> [TASK TO COMPLETE]:
Answer these from the text about Thomas Nelson below:
(a) Where was Thomas educated?
(b) How many children did Thomas and Lucy have?
(c) What roles did their son Robert hold at William and Mary College?

> [SELECTED TEXT]:
»»


                    Thomas descended from Thomas Nelson who moved to Virginia in the early 1700s.  According to Bishop Meade's Recollections, the elder Thomas Nelson "founded the town of York …, established a mercantile business, and [became] wealthy."  Thomas's family married into other York County families and had strong connections there.  Thomas received his education at Trinity College in England and returned to America about a year before he married.  He lived in York in "much style and hospitality."

                    Soon after Thomas married Lucy, he was elected to the House of Burgesses where he began his lifetime public service.  He was also a militia colonel, brigadier-general of the Virginia troops, a delegate to the Continental Congress, and governor of Virginia.  He was a very active patriot in the American cause of liberty and donated much of his fortune to aid the cause.  Governor Thomas Nelson was one of the sons of Virginia who was well known for supporting the struggle for independence from England, and he did so with the full support of Lucy.

                    Thomas and Lucy were parents of eleven children:  William (born 1763; married Sally Burwell, eldest daughter of Governor John Page); Thomas Nelson, Jr. (born 1764; married Frances, also a daughter of Governor John Page); Philip Nelson (born 1766; married Sarah N. Burwell of Clarke County); Francis Nelson (born 1767; married Lucy, youngest daughter of Hon. John Page of Gloucester {now Matthews} County); Honorable Hugh Nelson (born 1768; married Eliza, daughter of Francis Kinlock of South Carolina); Elizabeth Nelson (born 1770; married Mann Page, eldest son of Governor John Page); Mary Nelson (born 1774; married Robert Carter of Shirley); Lucy Nelson (born 1777; married Carter Page of Cumberland County as his second wife); Robert Nelson (born 1778; married Judith Carter, youngest daughter of Governor John Page; was Chancellor of William and Mary College where he was Professor of Law for many years); Susannah Nelson (born 1780; married Francis Page of Hanover County, son of Governor John Page); Judith Nelson (born 1783; married Captain Thomas Nelson of Hanover County).  Five of the children married five of the children of Governor John Page, and two of them married children of Honorable John Page of Gloucester County.

««

> [DATA PROVIDED]:
»»

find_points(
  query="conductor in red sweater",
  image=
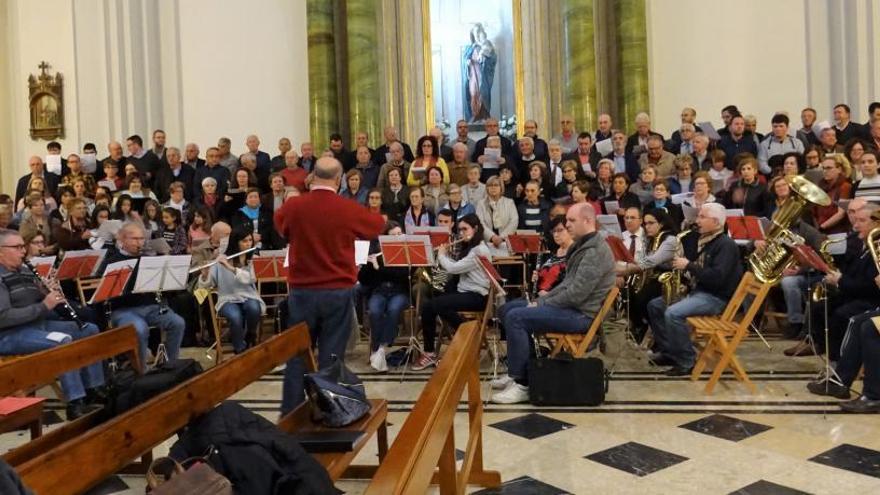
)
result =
(321, 227)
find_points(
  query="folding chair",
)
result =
(578, 344)
(724, 333)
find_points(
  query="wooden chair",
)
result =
(723, 334)
(578, 344)
(424, 450)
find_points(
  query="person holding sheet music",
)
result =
(237, 298)
(141, 310)
(568, 307)
(28, 324)
(470, 294)
(716, 270)
(322, 273)
(498, 216)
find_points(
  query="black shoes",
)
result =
(827, 387)
(862, 405)
(78, 408)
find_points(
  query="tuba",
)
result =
(671, 285)
(769, 264)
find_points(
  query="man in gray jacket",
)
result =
(568, 307)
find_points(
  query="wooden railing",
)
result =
(424, 450)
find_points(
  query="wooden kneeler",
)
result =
(578, 344)
(723, 334)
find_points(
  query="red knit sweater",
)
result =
(321, 228)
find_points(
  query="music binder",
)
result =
(79, 264)
(619, 250)
(115, 279)
(406, 250)
(524, 242)
(745, 228)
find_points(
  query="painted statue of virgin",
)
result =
(478, 71)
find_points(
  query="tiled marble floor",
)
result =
(653, 435)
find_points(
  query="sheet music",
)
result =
(162, 273)
(609, 225)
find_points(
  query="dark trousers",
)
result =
(840, 310)
(861, 347)
(447, 306)
(328, 313)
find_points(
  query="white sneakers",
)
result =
(501, 382)
(377, 360)
(513, 394)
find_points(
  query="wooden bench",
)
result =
(32, 371)
(426, 440)
(80, 463)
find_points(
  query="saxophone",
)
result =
(671, 286)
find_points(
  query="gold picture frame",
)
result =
(46, 104)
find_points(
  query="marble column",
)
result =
(323, 119)
(363, 73)
(579, 59)
(632, 45)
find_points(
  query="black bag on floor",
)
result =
(565, 381)
(126, 389)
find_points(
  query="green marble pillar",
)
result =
(363, 68)
(579, 62)
(632, 46)
(323, 110)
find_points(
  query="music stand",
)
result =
(113, 281)
(79, 264)
(407, 251)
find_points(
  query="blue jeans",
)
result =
(243, 319)
(385, 310)
(143, 317)
(32, 337)
(328, 313)
(671, 334)
(521, 322)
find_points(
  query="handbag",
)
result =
(566, 381)
(200, 479)
(336, 395)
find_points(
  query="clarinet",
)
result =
(66, 305)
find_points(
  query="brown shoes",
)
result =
(801, 349)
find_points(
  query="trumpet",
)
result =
(212, 263)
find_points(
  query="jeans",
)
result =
(33, 337)
(861, 347)
(447, 306)
(328, 314)
(243, 318)
(521, 322)
(143, 317)
(385, 310)
(671, 334)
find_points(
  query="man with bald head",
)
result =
(38, 169)
(570, 307)
(322, 272)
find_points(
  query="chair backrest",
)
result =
(749, 286)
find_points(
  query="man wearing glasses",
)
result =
(28, 324)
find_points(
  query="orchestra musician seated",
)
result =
(141, 310)
(471, 291)
(28, 324)
(569, 307)
(656, 258)
(237, 298)
(716, 270)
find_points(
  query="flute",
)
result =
(212, 263)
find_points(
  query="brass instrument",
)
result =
(671, 286)
(819, 293)
(769, 264)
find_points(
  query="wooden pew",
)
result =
(427, 439)
(34, 370)
(104, 450)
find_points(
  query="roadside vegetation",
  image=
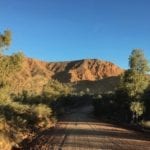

««

> [ANSWER BOX]:
(a) At Trinity College in England.
(b) Eleven.
(c) He was Chancellor, and he was Professor of Law there for many years.